- _SET TASK_: In the records below, locate the line containing "Could you identify the distant mountain"; output that line and every following line through the last, exactly.

########################################

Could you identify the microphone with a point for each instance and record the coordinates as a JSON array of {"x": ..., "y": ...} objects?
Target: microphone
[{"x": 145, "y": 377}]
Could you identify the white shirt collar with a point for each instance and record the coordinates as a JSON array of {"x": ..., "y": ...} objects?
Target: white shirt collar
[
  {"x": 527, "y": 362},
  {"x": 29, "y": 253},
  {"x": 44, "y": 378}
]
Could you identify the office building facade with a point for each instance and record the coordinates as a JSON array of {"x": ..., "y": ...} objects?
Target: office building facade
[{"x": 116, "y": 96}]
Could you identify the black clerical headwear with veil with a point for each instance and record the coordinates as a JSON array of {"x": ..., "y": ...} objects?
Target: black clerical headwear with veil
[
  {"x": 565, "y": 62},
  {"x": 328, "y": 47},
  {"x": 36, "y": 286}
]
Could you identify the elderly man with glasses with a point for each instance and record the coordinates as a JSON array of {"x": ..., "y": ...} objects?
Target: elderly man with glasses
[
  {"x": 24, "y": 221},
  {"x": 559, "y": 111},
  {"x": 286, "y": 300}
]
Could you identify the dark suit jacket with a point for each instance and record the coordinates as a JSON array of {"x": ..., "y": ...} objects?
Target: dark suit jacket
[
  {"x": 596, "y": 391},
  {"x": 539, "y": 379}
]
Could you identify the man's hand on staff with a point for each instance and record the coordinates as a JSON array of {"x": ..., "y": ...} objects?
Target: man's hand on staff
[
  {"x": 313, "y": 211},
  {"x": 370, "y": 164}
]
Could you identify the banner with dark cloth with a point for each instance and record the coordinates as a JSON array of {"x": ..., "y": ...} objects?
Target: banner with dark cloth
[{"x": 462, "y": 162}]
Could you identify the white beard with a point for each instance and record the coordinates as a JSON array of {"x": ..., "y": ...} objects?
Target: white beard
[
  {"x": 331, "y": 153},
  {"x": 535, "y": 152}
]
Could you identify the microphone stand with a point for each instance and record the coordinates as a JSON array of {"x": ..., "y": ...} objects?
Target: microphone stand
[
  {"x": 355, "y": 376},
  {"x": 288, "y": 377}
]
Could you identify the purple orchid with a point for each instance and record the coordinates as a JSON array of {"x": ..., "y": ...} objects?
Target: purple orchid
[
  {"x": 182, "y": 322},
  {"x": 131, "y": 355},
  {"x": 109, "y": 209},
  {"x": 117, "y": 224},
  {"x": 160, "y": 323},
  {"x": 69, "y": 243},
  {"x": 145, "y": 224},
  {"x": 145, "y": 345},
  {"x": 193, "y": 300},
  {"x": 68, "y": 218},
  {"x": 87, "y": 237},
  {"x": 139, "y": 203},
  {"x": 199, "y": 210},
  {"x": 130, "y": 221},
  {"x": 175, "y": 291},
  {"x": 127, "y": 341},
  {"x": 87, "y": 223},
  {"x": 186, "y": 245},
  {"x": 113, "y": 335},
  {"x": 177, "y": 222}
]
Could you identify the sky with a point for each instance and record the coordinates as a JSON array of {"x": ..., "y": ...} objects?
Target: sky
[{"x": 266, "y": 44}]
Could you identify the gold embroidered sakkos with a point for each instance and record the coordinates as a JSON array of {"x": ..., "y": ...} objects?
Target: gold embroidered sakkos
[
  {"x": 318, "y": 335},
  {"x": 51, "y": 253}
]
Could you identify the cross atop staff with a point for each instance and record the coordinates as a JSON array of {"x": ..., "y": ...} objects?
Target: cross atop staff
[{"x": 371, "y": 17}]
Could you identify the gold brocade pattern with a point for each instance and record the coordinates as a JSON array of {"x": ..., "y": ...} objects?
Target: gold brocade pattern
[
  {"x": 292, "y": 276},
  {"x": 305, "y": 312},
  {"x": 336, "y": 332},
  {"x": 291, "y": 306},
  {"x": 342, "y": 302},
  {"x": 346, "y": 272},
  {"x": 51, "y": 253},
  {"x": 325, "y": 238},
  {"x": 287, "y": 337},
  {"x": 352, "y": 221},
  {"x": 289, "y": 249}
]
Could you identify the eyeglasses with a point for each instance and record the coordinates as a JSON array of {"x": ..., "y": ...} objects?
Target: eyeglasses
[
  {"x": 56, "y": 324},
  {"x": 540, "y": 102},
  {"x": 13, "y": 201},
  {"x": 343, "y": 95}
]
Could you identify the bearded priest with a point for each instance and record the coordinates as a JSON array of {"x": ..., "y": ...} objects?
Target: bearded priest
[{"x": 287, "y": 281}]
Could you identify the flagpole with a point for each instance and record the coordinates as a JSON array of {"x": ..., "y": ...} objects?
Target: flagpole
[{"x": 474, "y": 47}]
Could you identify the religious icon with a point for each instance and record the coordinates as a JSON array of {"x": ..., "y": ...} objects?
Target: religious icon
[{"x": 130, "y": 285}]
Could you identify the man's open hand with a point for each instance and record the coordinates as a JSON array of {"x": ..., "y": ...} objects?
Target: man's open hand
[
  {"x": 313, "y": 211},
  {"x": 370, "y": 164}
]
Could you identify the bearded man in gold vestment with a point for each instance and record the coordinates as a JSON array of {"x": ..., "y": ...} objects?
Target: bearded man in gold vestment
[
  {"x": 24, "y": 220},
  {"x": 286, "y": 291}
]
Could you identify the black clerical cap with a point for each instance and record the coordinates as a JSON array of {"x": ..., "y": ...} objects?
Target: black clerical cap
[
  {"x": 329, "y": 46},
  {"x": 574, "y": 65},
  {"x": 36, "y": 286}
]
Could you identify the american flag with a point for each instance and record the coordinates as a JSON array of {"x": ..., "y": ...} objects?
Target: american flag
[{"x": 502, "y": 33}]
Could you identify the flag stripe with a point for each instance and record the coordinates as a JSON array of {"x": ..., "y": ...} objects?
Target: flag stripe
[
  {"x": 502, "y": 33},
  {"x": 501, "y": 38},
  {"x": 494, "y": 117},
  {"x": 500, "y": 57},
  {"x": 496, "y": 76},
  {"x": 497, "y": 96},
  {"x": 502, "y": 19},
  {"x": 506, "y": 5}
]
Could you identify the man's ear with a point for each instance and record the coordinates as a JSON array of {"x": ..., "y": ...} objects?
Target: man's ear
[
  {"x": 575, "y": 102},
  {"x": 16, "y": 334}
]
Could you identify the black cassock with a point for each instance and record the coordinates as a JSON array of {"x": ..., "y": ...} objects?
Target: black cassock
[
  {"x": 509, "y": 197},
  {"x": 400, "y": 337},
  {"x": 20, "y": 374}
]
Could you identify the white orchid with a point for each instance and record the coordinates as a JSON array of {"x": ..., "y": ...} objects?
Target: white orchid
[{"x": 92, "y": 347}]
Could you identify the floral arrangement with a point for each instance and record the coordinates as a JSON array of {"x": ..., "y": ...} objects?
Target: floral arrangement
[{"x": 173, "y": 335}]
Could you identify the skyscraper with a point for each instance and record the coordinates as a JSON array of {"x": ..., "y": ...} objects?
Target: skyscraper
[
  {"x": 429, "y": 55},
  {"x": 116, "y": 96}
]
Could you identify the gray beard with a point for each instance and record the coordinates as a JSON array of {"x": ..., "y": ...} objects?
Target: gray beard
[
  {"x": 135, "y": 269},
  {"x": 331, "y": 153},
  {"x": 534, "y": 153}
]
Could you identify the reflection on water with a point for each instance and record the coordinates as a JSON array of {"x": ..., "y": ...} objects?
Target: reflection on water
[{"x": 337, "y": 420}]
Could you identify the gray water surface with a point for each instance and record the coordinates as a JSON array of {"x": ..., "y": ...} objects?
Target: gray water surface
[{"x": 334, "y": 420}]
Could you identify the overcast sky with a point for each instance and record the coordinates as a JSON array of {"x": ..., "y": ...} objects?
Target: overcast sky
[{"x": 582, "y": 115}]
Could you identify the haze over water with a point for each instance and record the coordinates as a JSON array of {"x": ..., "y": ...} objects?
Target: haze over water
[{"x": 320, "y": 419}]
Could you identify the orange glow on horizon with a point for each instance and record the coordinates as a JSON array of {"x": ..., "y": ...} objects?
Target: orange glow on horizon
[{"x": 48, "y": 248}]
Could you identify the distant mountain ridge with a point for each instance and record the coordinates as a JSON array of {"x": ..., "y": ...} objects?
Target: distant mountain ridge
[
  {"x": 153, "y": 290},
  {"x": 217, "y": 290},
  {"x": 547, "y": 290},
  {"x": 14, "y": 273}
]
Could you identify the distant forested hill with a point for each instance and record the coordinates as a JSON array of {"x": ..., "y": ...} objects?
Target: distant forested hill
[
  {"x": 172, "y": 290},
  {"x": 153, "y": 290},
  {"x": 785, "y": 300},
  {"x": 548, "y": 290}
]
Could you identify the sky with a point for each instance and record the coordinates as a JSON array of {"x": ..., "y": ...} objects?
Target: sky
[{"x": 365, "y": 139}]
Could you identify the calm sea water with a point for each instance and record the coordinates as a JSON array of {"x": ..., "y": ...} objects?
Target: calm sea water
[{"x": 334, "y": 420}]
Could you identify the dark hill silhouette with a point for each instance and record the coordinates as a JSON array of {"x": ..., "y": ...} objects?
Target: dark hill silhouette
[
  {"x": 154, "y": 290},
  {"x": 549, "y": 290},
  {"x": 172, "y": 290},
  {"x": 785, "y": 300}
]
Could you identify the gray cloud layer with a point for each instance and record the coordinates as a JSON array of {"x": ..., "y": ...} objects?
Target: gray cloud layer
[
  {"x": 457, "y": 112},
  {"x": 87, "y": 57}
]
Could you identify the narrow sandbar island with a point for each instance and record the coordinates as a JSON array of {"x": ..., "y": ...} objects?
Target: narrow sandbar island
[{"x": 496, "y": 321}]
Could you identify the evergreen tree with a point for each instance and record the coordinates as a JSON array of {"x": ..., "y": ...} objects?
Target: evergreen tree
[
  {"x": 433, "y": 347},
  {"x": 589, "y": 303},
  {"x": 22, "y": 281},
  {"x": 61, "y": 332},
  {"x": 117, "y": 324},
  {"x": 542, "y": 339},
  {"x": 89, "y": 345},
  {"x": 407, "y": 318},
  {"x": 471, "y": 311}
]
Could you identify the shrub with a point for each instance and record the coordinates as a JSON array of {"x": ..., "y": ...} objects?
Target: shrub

########################################

- _RESPONSE TO THIS EXERCISE_:
Could you identify the distant mountain ridge with a point for each instance and record the coordinates as a JSON array of {"x": ..., "y": ...} objects?
Target: distant mountain ridge
[
  {"x": 153, "y": 290},
  {"x": 217, "y": 290},
  {"x": 547, "y": 290},
  {"x": 14, "y": 273}
]
Could you identify the distant forested hill with a point for each instance and record the coordinates as a JSON array of {"x": ..., "y": ...} objects?
Target: distant forested hill
[
  {"x": 172, "y": 290},
  {"x": 153, "y": 290},
  {"x": 785, "y": 300},
  {"x": 548, "y": 290}
]
Could you identify the sky with a point for each instance and record the coordinates as a JSON array of {"x": ..., "y": ...} objects?
Target: sky
[{"x": 365, "y": 139}]
Could you identify the calm sea water with a point for each instance and record the coordinates as a JSON array of {"x": ..., "y": ...} objects?
Target: calm sea water
[{"x": 334, "y": 420}]
Could you identify the dark hill silhouette with a point for each instance and record the coordinates as a JSON array of {"x": ..., "y": ...} objects?
Target: dark hill silhouette
[
  {"x": 154, "y": 290},
  {"x": 549, "y": 290},
  {"x": 172, "y": 290},
  {"x": 785, "y": 300}
]
Could you identify the gray cloud layer with a point for each instance and record the coordinates as a JSON array of {"x": ..., "y": ...} objects?
Target: gray cloud layer
[
  {"x": 457, "y": 112},
  {"x": 87, "y": 57}
]
Could you identify the narrow sandbar island with a point for each instance and record the coordinates as a JSON array of {"x": ..., "y": ...} objects?
Target: narrow sandbar island
[{"x": 496, "y": 321}]
Could you identify the evergreen tree with a point for each instance and record the coordinates as a JSON array of {"x": ..., "y": ...} objects?
Target: evergreen tree
[
  {"x": 433, "y": 347},
  {"x": 589, "y": 303},
  {"x": 22, "y": 281},
  {"x": 61, "y": 332},
  {"x": 117, "y": 324},
  {"x": 542, "y": 339},
  {"x": 89, "y": 345},
  {"x": 407, "y": 318},
  {"x": 471, "y": 311}
]
Could you identify the shrub with a point for each instance and record the coordinates as a JSON array of {"x": ..., "y": ...} objects?
Target: shrub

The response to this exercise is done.